Document passage —
--------------------------------------------------

Gilbert et al; Large Language Model AI Chatbots Require Approval as Medical Devices 2023
Large Language Model AI Chatbots Require Approval as Medical Devices
Gilbert, Harvey, Melvin, Vollebregt & Wicks · Nature Medicine · 2023
Current LLM chatbots do not meet the international principles for AI in healthcare — including bias control, explainability, transparency, and oversight — and their near-infinite, unverifiable outputs effectively preclude approval as medical devices under current EU and US regulatory frameworks.
Research Question
When LLM chatbots such as ChatGPT are applied to clinical or patient-facing tasks, do they constitute medical devices under existing EU and US law, and can they realistically achieve regulatory approval in their current form?
The Regulatory Reality
Under EU law (MDR 2017/745) and US FDA guidance, any software that performs more than simple database functions to assist in diagnosis, prevention, monitoring, prediction, prognosis, treatment, or disease alleviation is classified as a medical device. Most proposed clinical LLM applications fall squarely within this definition, making regulatory approval a legal requirement rather than a recommendation.

--------------------------------------------------

Listed entries —

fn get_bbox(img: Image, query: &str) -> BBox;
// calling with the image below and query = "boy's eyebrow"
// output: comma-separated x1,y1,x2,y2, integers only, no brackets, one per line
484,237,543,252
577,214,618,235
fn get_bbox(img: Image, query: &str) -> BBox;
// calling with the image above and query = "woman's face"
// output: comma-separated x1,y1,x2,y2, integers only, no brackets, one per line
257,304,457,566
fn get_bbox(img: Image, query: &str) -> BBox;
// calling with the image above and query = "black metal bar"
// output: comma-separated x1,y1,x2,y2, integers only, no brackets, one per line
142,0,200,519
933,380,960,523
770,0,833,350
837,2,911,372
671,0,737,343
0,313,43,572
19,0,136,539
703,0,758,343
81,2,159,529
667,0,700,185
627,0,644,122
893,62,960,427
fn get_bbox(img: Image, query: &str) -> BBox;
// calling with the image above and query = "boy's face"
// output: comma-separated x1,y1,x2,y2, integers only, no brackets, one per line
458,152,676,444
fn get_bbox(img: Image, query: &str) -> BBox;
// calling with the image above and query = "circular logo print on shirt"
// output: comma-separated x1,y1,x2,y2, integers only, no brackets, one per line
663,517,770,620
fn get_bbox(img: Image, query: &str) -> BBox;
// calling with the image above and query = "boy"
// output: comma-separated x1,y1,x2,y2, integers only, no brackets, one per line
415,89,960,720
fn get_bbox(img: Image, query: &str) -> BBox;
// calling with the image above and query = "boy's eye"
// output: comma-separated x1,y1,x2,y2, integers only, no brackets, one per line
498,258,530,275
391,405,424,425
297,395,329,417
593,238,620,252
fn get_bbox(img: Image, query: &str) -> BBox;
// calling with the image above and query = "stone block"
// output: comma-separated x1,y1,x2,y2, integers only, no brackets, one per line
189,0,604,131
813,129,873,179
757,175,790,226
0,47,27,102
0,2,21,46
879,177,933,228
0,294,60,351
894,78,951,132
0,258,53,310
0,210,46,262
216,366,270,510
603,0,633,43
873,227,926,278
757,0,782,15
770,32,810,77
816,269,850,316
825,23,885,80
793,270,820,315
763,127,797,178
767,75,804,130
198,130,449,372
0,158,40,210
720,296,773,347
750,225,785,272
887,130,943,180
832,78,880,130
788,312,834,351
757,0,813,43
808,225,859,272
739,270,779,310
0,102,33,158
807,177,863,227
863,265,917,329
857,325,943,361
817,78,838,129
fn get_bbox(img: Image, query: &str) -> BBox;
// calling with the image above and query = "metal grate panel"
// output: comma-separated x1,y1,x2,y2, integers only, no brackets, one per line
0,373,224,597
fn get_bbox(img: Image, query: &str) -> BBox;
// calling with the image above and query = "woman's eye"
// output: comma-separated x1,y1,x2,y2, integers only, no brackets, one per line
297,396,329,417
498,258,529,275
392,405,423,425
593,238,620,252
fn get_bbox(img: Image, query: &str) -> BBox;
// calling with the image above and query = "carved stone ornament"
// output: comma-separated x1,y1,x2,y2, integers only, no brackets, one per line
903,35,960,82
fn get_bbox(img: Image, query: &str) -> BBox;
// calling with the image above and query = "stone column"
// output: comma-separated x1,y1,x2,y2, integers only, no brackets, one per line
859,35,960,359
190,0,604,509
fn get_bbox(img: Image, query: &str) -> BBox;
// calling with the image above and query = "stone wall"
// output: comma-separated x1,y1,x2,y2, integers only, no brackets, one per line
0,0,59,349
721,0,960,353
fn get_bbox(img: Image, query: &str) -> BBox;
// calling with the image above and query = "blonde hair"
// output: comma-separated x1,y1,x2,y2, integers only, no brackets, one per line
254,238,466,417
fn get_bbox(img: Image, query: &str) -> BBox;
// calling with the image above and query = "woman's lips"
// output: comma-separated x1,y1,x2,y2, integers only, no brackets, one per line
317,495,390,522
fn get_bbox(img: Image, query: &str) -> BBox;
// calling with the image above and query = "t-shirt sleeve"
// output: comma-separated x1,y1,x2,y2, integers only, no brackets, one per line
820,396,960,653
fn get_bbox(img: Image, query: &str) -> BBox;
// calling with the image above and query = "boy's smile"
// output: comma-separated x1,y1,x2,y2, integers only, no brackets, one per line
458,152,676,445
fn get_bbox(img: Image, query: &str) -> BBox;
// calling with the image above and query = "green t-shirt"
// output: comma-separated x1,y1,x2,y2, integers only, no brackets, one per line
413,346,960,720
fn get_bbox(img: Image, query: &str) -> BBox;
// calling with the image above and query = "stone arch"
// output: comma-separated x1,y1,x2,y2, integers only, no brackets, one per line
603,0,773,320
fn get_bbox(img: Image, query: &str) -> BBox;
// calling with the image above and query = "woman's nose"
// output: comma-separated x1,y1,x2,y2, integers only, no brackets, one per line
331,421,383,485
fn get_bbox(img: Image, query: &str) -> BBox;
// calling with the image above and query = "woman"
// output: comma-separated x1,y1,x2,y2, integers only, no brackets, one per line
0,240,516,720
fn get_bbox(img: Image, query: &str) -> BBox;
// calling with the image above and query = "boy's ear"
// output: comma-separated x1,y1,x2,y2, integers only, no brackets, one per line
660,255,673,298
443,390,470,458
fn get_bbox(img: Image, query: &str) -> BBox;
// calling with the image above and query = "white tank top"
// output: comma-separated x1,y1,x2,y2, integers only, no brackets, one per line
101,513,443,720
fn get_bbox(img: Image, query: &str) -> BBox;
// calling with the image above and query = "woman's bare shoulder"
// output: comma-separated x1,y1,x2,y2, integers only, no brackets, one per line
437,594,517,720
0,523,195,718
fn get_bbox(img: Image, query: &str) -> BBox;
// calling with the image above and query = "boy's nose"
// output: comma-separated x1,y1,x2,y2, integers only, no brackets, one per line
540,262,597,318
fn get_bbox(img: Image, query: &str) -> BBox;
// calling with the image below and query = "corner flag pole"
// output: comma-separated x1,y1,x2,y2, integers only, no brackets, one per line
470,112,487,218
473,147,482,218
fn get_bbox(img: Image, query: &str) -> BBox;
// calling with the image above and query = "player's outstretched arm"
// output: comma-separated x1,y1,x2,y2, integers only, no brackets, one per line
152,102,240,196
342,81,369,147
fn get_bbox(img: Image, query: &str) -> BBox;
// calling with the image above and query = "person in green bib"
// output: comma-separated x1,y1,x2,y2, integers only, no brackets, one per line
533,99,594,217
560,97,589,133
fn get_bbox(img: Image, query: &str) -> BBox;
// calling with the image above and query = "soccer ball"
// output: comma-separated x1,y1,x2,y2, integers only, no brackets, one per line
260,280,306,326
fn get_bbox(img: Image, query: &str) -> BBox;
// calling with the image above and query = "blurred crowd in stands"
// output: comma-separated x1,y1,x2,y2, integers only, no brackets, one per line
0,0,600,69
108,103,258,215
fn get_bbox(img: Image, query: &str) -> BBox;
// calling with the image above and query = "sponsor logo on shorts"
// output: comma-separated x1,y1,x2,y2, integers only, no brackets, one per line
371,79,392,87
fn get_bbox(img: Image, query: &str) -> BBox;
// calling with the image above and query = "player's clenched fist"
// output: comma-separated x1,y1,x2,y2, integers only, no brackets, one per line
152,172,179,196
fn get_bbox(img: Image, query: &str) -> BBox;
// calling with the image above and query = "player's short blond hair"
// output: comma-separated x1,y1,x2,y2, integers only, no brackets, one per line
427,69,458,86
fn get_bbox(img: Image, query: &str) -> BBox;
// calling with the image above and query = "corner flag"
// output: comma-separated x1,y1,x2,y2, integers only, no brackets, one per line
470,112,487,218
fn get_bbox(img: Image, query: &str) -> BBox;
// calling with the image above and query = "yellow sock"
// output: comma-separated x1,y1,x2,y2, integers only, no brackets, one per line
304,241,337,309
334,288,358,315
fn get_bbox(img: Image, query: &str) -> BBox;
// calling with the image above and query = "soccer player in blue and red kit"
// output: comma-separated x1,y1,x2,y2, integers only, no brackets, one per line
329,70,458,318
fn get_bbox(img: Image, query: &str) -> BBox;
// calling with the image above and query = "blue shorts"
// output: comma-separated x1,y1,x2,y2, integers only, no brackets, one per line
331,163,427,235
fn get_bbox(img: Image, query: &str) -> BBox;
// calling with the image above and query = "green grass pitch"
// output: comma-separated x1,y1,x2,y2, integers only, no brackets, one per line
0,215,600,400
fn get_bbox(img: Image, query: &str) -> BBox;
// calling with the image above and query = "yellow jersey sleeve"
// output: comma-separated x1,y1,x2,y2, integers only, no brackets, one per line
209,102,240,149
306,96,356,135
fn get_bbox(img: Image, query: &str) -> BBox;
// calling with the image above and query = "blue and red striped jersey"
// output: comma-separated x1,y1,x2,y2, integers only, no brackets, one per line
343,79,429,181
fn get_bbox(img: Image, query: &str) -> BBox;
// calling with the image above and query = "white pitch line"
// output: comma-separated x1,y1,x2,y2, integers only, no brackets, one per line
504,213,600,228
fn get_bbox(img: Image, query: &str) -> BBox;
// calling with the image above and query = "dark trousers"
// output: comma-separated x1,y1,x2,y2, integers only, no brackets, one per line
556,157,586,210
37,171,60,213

--------------------------------------------------

Task set —
a – Quote the chatbot regulation summary starting with "The Regulatory Reality" and going on through "than a recommendation.".
b – How would this sentence from the chatbot regulation summary read in Spanish: "Most proposed clinical LLM applications fall squarely within this definition, making regulatory approval a legal requirement rather than a recommendation."?
c – Can you carry on the chatbot regulation summary past its final sentence?

Answers for each item —
a –
The Regulatory Reality
Under EU law (MDR 2017/745) and US FDA guidance, any software that performs more than simple database functions to assist in diagnosis, prevention, monitoring, prediction, prognosis, treatment, or disease alleviation is classified as a medical device. Most proposed clinical LLM applications fall squarely within this definition, making regulatory approval a legal requirement rather than a recommendation.

b – La mayoría de las aplicaciones clínicas de LLM propuestas encajan plenamente en esta definición, lo que convierte la aprobación regulatoria en un requisito legal y no en una recomendación.

c –
The Fundamental Problem
LLMs generate “reasonable continuations” of text drawn from vast, unvetted web data. They have near-infinite input/output spaces, no inheritable quality assurance, and a well-documented tendency to “hallucinate” plausible but false information. This makes pre-market verification, risk mitigation, and post-market surveillance technically impossible under current frameworks — ruling out valid marketing as medical devices in the EU.
A Path Forward Exists
The authors outline concrete steps developers can take: limiting intended scope, applying quality management systems immediately, training on validated medical corpora, constraining outputs, conducting clinical trials, and implementing real-time fact-checking. Emerging models with fewer hallucinations (e.g., GatorTron, trained on 82 billion words of de-identified clinical text) suggest progress, though public details remain insufficient to assess current approvability.
Disclaimers Are No Defence
The authors cite DxGPT as an example of a tool already directing users to enter patient data for diagnostic suggestions while calling itself a “research experiment.” They argue such disclaimers do not exempt developers from medical device law: experimentation on human subjects must occur in properly controlled, authorised clinical trials with appropriate patient safeguards.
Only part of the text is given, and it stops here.